>> Start

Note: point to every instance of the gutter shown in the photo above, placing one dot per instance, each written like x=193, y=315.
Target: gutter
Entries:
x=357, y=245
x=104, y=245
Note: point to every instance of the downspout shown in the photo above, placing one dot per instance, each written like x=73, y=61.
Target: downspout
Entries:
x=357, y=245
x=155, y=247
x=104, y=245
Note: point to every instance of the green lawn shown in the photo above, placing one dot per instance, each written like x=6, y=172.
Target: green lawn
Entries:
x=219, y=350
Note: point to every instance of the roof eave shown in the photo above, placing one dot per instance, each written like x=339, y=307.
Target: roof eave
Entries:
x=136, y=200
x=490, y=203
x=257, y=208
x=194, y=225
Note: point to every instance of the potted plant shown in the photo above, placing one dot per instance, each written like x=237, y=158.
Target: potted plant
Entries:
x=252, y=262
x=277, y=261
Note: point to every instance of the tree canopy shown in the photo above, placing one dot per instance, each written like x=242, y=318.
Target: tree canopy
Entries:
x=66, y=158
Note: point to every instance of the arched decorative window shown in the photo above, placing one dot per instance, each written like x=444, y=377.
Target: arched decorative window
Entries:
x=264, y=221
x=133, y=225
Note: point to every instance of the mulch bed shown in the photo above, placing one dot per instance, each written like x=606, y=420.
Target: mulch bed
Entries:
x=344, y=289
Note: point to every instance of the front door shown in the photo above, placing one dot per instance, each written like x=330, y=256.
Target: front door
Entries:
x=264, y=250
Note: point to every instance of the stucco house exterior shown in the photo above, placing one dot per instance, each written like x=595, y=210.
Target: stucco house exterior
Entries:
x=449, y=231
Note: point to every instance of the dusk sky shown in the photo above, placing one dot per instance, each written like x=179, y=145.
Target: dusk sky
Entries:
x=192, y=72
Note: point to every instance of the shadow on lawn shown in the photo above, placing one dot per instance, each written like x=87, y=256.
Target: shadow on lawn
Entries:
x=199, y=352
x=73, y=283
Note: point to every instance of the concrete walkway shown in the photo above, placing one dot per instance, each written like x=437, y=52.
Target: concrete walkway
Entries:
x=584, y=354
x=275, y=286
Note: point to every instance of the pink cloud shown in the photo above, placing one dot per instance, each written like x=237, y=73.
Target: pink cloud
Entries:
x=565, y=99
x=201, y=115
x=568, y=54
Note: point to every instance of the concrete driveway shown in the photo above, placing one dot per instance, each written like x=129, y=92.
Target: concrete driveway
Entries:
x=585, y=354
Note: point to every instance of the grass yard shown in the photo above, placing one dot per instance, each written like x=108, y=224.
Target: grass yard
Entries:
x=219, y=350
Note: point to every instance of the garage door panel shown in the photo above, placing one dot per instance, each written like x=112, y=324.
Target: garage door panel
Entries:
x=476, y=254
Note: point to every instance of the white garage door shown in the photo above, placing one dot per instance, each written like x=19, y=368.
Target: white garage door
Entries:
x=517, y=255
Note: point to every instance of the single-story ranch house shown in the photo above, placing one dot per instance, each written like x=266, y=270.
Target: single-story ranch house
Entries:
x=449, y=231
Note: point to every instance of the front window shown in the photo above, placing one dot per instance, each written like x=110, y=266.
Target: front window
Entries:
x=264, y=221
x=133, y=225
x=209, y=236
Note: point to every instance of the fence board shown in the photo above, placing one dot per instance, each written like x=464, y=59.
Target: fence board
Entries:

>> End

**What you are asked to do**: Copy out all of the lines above word for word, without changing anything.

**Task response**:
Note: point to every instance of the gutter shown in the photo above, placing one dot per instance, each written like x=193, y=315.
Target: gutter
Entries:
x=357, y=245
x=104, y=245
Note: point to every instance of the downspout shown in the photo above, placing one dot per instance, each written like x=73, y=61.
Target: downspout
Entries:
x=357, y=245
x=155, y=247
x=104, y=245
Note: point to every instance of the green lawn shown in the photo above, placing one dot per instance, each written like x=6, y=172.
Target: green lawn
Entries:
x=219, y=350
Note: point to every instance of the roof eave shown in the photo above, placing one dot per instance, each written like x=339, y=307.
Target: roof eave
Entries:
x=136, y=200
x=490, y=203
x=257, y=208
x=194, y=225
Note: point to every instance of the potted plant shown in the photo above, placing one dot per instance, each written like x=237, y=158.
Target: potted plant
Entries:
x=252, y=262
x=277, y=261
Note: point to every instance of the tree canopy shown in the photo above, placing one dot per instance, each written like x=242, y=318.
Target: tree canopy
Entries:
x=66, y=158
Note: point to every instance of the arched decorative window shown in the photo above, placing one dot per instance, each written like x=444, y=377.
Target: arched decorative window
Entries:
x=264, y=221
x=133, y=225
Note: point to every instance of the mulch bed shown in the photo above, placing one dot per instance, each written like x=606, y=420.
Target: mulch bed
Entries:
x=344, y=289
Note: point to every instance of the front door shown in the photo above, placing one dot per instance, each written like x=330, y=256.
Target: front door
Entries:
x=264, y=250
Note: point to every instance of the stucco house exterior shown in the photo above, placing one dot per instance, each written like x=595, y=210.
Target: stucco house exterior
Entries:
x=449, y=231
Note: point to every instance of the dusk sky shown in the photo above, placing one dot per instance, each written like x=179, y=145.
Target: dusk sky
Entries:
x=192, y=72
Note: point to every instance of the shadow on lawn shown in the photo above, placing one dot per instance, each written like x=87, y=256.
Target: shadow on lawn
Entries:
x=199, y=352
x=73, y=283
Note: point to every instance of the concrete walkway shown in the photo above, placing one dot per instance, each written like x=437, y=52.
Target: concrete walkway
Entries:
x=584, y=354
x=275, y=286
Note: point to every instance of the pink cloud shown in the photo above, placing one dot per instance, each written like x=237, y=73.
Target: pink cloud
Entries:
x=565, y=99
x=201, y=115
x=568, y=54
Note: point to every instance of the concrete driveway shown in the photo above, placing one dot per instance, each written like x=129, y=92.
Target: concrete driveway
Entries:
x=585, y=354
Note: point to every instance of the grass yard shown in the photo above, placing one dot per instance, each written like x=108, y=224.
Target: grass yard
Entries:
x=219, y=350
Note: point to every instance of the garage door panel shown in the photo above, placing one dot per instance, each written like x=112, y=324.
Target: garage door panel
Entries:
x=476, y=254
Note: point to every instance of the white garage door shown in the photo above, placing one dot per instance, each written like x=19, y=368.
Target: white garage door
Entries:
x=517, y=255
Note: point to every instance of the single-story ranch house shown in the photo above, placing one dot per instance, each written like x=266, y=270.
Target: single-story ranch house
Entries:
x=449, y=231
Note: point to every instance of the front window shown in the photo above, placing one dot per instance, each written like x=110, y=266.
Target: front window
Entries:
x=264, y=221
x=133, y=225
x=209, y=236
Note: point to every instance of the fence board shown in the photo above, placing one dot per instance, each written like x=464, y=59.
Target: fence board
Entries:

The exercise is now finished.